**Written task:** Copy the listing below from the line containing "Find every instance of the american" through the line containing "<point>1003,169</point>", requests included. Add 9 to each coordinate in the answer points and leave the sample points in the requests unchanged.

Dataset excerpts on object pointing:
******************************

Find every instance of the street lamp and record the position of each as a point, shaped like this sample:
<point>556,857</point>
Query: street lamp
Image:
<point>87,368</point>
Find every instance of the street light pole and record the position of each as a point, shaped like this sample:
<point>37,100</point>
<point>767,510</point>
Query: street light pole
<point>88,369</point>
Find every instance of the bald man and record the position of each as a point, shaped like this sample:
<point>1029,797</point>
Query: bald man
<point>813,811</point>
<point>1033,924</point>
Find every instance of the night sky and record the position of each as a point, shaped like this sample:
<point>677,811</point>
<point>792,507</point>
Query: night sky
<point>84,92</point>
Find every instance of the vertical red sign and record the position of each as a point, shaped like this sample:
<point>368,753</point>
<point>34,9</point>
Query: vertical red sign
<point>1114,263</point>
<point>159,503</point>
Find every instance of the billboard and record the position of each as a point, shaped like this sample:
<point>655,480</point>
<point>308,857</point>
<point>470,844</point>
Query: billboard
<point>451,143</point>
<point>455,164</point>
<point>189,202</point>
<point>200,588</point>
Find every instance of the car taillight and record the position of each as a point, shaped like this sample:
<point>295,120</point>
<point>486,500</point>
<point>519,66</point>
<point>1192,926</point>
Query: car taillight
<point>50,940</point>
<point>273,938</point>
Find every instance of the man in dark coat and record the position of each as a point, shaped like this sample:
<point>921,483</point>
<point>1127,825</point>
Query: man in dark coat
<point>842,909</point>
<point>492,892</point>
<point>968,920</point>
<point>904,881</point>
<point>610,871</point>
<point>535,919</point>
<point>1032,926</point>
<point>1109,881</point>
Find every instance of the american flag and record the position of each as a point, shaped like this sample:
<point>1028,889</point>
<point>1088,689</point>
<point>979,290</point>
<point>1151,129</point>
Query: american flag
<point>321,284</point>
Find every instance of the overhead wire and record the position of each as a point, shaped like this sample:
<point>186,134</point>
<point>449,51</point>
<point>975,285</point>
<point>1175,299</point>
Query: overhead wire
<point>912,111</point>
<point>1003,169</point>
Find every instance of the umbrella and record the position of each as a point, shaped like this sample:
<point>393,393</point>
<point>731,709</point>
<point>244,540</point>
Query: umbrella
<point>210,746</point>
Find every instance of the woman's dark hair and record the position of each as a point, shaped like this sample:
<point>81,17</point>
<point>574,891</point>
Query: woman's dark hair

******************************

**Task output:**
Find every instance of the american flag and record the position of each as a point, shaped like this sample:
<point>1028,889</point>
<point>1088,689</point>
<point>979,290</point>
<point>1151,129</point>
Query: american flag
<point>330,293</point>
Find every instance of the overhead wire and record the position of each as a point, shaped like this sample:
<point>186,134</point>
<point>449,51</point>
<point>975,285</point>
<point>1175,299</point>
Query: overhead wire
<point>921,120</point>
<point>1012,178</point>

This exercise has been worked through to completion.